**Problem**: Each line below must be reproduced exactly as it stands. Pictures stay out of the copy.

**Excerpted records**:
Content starts

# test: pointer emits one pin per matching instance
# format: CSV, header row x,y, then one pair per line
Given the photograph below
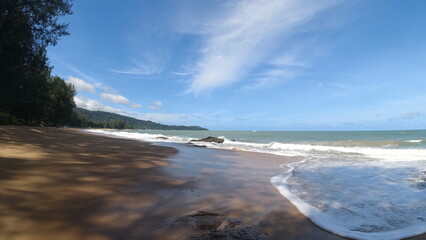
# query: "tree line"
x,y
28,92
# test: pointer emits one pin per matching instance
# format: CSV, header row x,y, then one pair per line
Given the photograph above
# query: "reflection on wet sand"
x,y
65,184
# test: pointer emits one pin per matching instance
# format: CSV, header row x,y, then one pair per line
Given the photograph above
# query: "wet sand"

Content ends

**Solution below**:
# test: pointer emits one pin per matching instance
# format: CSV, header row x,y, then one pair per line
Given the photograph below
# query: "tree line"
x,y
28,92
# test: pointer emits one pin per matching instance
# format: CSV, header row x,y, then one pair per line
Given the photograph above
# query: "reflection on wet sand"
x,y
65,184
# test: pointer emits one pin per matching instance
# format: CSV, header row x,y, then one pair per line
Given the photograph above
# query: "wet sand"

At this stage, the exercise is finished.